**What you have to do**
Continue the forum post about serializing a list of 3D coordinate structs in C#, starting right after its last line.

**Text extract**
--

20

I have a structure holding 3d co-ordinates in 3 ints. In a test I've put together a List<> of 1 million random points and then used Binary serialization to a memory stream.

The memory stream is coming in a ~ 21 MB - which seems very inefficient as 1000000 points * 3 coords * 4 bytes should come out at 11MB minimum

Its also taking ~ 3 seconds on my test rig.

Any ideas for improving performance and/or size?

(I don't have to keep the ISerialzable interface if it helps, I could write out directly to a memory stream)

EDIT - From answers below I've put together a serialization showdown comparing BinaryFormatter, 'Raw' BinaryWriter and Protobuf

using System;
using System.Text;
using System.Collections.Generic;
using System.Linq;
using Microsoft.VisualStudio.TestTools.UnitTesting;
using System.Runtime.Serialization;
using System.Runtime.Serialization.Formatters.Binary;
using System.IO;
using ProtoBuf;

namespace asp_heatmap.test
{
    [Serializable()] // For .NET BinaryFormatter
    [ProtoContract] // For Protobuf
    public class Coordinates : ISerializable
    {
        [Serializable()]
        [ProtoContract]
        public struct CoOrd
        {
            public CoOrd(int x, int y, int z)
            {
                this.x = x;
                this.y = y;
                this.z = z;
            }
            [ProtoMember(1)]            
            public int x;
            [ProtoMember(2)]
            public int y;
            [ProtoMember(3)]
            public int z;
        }

        internal Coordinates()
        {
        }

        [ProtoMember(1)]
        public List<CoOrd> Coords = new List<CoOrd>();

        public void SetupTestArray()
        {
            Random r = new Random();
            List<CoOrd> coordinates = new List<CoOrd>();
            for (int i = 0; i < 1000000; i++)
            {
                Coords.Add(new CoOrd(r.Next(), r.Next(), r.Next()));
            }
        }

        #region Using Framework Binary Formatter Serialization

        void ISerializable.GetObjectData(SerializationInfo info, StreamingContext context)
        {
            info.AddValue("Coords", this.Coords);
        }

        internal Coordinates(SerializationInfo info, StreamingContext context)

--

**Data supplied**
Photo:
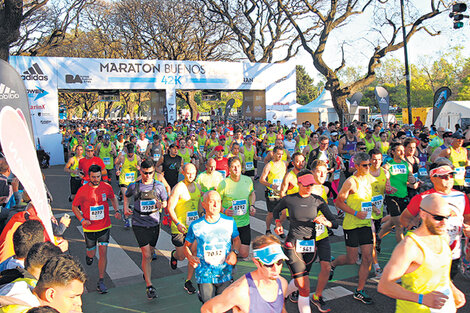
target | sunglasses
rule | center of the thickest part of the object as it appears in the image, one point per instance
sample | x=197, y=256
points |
x=445, y=176
x=279, y=263
x=436, y=217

--

**Answer to the task**
        {
            this.Coords = (List<CoOrd>)info.GetValue("Coords", typeof(List<CoOrd>));
        }

        #endregion

        # region 'Raw' Binary Writer serialization

        public MemoryStream RawSerializeToStream()
        {
            MemoryStream stream = new MemoryStream(Coords.Count * 3 * 4 + 4);
            BinaryWriter writer = new BinaryWriter(stream);
            writer.Write(Coords.Count);
            foreach (CoOrd point in Coords)
            {
                writer.Write(point.x);
                writer.Write(point.y);
                writer.Write(point.z);
            }
            return stream;
        }

        public Coordinates(MemoryStream stream)
        {
            using (BinaryReader reader = new BinaryReader(stream))
            {
                int count = reader.ReadInt32();
                Coords = new List<CoOrd>(count);
                for (int i = 0; i < count; i++)                
                {
                    Coords.Add(new CoOrd(reader.ReadInt32(),reader.ReadInt32(),reader.ReadInt32()));
                }
            }        
        }
        #endregion
    }

    [TestClass]
    public class SerializationTest
    {
        [TestMethod]
        public void TestBinaryFormatter()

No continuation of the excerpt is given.